**Task:** Copy the lines verbatim, beginning with the line that contains "of the white-tailed" and continuing through the end of the data, and only those lines.

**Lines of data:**
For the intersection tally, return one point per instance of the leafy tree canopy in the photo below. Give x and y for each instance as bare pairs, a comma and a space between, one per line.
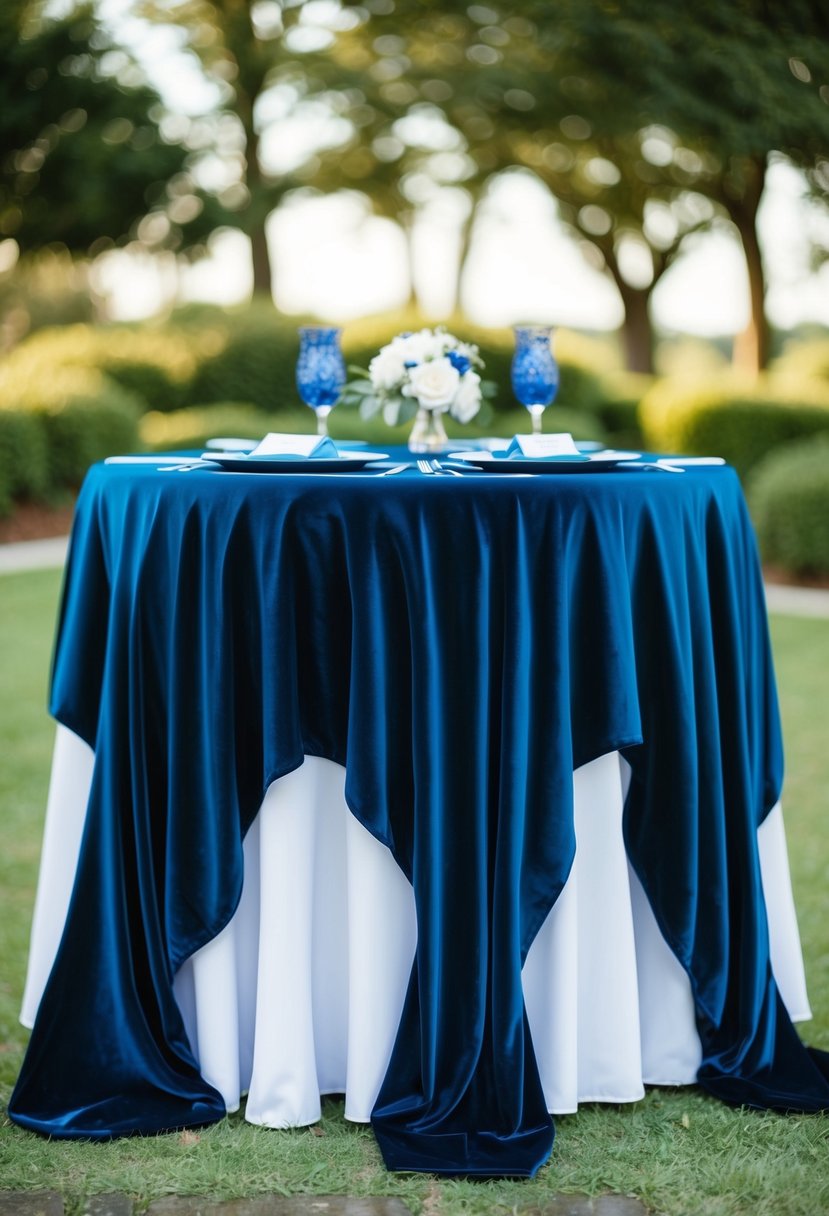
85, 161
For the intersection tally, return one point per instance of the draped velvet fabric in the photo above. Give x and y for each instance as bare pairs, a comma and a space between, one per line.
460, 645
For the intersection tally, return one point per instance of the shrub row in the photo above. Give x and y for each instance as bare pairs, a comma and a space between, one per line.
726, 418
55, 424
789, 499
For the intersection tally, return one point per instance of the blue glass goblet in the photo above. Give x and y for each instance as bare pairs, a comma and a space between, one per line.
534, 370
320, 371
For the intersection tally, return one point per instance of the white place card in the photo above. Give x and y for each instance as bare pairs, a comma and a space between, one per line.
281, 444
545, 445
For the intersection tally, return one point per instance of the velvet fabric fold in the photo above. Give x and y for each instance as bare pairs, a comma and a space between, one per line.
460, 645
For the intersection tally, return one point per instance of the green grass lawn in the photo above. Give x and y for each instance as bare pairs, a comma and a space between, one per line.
678, 1150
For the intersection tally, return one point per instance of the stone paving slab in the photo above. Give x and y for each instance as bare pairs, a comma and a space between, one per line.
582, 1205
30, 1203
280, 1205
111, 1204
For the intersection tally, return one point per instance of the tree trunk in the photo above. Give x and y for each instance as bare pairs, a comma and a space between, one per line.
260, 257
467, 229
407, 224
637, 330
751, 345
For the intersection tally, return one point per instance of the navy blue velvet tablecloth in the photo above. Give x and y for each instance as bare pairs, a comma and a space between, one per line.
460, 645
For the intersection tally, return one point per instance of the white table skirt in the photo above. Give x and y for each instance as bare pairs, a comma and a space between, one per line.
302, 992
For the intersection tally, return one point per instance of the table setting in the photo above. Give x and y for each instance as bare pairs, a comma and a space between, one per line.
458, 795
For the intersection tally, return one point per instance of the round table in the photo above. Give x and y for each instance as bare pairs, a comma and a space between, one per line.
429, 659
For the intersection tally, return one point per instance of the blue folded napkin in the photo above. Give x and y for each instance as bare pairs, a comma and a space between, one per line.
554, 446
294, 446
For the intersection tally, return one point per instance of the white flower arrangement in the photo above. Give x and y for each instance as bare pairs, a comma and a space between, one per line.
432, 370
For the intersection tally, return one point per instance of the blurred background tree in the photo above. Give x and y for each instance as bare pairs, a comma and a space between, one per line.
647, 123
85, 161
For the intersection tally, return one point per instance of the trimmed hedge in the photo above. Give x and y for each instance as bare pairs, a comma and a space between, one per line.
154, 364
192, 427
255, 362
789, 501
56, 422
23, 459
726, 418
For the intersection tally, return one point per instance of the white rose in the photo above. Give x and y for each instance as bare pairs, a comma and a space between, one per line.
467, 399
433, 384
387, 369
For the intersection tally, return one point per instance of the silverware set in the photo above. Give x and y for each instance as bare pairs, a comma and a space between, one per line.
434, 468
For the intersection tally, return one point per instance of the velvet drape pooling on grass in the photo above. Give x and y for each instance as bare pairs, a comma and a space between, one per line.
460, 645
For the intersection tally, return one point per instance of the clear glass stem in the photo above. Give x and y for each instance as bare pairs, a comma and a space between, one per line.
536, 414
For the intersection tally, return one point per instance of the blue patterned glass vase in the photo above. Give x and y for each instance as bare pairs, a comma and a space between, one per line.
320, 371
534, 370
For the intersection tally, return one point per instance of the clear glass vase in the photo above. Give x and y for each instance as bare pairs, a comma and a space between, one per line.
428, 433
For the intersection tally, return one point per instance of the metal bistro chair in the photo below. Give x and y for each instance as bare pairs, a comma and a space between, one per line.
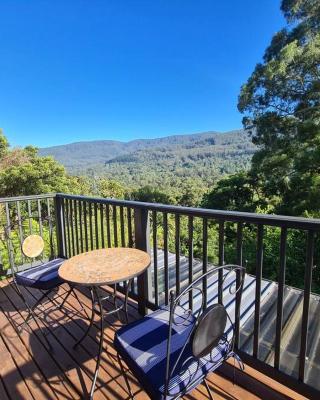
172, 350
43, 276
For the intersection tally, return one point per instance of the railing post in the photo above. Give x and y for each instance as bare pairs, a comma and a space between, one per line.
142, 242
59, 226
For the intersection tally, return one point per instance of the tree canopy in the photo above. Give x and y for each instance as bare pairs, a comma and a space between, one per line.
281, 103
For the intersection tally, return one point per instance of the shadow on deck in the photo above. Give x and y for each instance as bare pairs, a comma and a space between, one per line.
28, 370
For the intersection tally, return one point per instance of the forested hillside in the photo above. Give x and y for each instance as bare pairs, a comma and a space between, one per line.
206, 156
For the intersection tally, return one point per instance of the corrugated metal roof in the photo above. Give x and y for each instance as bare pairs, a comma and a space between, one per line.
292, 314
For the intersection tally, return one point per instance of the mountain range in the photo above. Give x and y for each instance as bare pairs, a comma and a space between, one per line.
206, 155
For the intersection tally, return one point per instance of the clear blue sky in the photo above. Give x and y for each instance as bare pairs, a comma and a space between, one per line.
74, 70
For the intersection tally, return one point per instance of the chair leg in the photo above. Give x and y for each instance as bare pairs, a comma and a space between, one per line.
125, 377
32, 314
78, 300
65, 299
39, 301
208, 390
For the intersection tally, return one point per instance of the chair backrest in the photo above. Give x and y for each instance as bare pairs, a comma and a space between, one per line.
32, 246
208, 325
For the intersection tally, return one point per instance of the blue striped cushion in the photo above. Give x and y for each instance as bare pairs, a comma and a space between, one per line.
44, 276
143, 346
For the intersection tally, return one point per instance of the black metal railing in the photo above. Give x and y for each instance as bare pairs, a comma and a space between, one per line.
185, 242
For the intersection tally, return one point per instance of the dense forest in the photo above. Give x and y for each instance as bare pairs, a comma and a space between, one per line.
281, 107
204, 157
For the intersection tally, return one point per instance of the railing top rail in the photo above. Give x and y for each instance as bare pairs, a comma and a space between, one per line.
230, 216
24, 198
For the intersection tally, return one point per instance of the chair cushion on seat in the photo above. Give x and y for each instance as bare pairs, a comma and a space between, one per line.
143, 346
44, 276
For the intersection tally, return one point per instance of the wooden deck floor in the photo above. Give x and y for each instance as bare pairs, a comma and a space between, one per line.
29, 371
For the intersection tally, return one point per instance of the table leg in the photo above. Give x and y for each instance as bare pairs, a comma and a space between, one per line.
86, 332
127, 289
100, 343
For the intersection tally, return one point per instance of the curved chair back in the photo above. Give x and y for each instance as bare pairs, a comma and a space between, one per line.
32, 246
209, 326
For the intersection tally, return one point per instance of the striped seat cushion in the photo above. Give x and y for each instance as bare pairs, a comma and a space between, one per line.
44, 276
143, 346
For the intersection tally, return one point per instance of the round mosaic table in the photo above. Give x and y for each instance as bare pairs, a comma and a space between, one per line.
101, 267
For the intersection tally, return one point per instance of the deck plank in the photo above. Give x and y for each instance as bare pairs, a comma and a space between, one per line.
66, 373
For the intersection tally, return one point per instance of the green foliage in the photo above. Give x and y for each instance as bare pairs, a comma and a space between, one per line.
281, 101
150, 195
23, 172
4, 144
161, 163
234, 193
111, 188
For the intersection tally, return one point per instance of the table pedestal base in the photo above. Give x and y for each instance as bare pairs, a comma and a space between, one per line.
97, 299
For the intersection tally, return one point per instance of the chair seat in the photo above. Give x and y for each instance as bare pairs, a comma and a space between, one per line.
44, 276
143, 346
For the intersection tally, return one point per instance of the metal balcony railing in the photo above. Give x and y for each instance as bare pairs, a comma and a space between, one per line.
185, 242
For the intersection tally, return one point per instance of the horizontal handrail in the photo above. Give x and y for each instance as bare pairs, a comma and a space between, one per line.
24, 198
232, 216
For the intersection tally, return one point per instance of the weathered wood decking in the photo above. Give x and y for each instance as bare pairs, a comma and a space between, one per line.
28, 370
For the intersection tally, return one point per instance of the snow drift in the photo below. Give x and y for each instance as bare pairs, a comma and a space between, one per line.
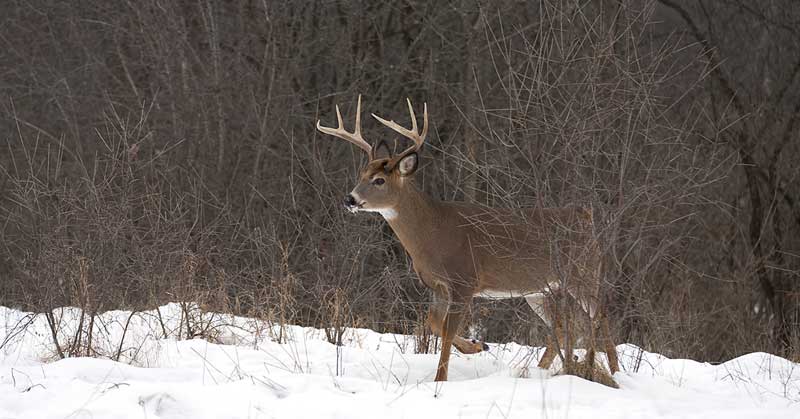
247, 368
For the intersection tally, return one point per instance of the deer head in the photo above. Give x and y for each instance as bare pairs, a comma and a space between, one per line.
382, 181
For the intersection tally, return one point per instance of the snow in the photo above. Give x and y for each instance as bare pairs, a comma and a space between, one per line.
246, 368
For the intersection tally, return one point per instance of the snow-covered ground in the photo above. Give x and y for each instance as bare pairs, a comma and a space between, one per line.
256, 370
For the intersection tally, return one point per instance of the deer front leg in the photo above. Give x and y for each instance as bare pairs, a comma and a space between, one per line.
436, 318
450, 326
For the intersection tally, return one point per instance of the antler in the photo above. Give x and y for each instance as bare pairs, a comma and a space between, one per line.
353, 137
413, 133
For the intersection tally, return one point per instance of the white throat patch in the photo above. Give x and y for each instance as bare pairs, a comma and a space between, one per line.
387, 213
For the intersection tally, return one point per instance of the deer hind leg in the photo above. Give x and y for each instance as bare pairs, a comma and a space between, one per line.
560, 337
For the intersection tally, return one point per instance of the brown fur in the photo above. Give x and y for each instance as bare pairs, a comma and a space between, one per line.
460, 250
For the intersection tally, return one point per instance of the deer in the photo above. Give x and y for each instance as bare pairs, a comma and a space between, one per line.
462, 250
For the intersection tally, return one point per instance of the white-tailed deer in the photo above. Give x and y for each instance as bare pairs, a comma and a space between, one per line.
462, 250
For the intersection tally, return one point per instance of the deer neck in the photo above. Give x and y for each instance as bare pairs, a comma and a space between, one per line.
415, 218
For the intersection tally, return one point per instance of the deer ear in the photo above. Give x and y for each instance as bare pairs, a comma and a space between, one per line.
381, 151
408, 164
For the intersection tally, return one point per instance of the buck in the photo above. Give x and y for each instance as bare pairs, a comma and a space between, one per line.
461, 250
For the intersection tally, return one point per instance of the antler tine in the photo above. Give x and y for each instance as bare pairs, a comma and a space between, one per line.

**Full output:**
For the intersection tally, return one point per instance of the white-tailed deer in the photo above. Give x and y for each instance as bare pairs, a comma and a space between, one per line.
462, 250
For the intersection tally, return one point per instance of the deer neck in the photo above. Give x and y for each instance as bare pairs, a comma and a space between, one per line.
415, 218
For the intersection tally, return one point per instance of the deer ear in the photo above. Give x and y for each instance as bare pairs, a comma and a space between, one per line.
381, 151
408, 164
For the intersection tally, return one point per instance of the buck in the photo above. Give x and y for each instance as bare pairs, a comma and a space between, one per line.
461, 250
For the intersection tally, return one point per instance of the antler tine in the photo above. Give x and y for each instance as bare pairs, a comma and a space between, one per line.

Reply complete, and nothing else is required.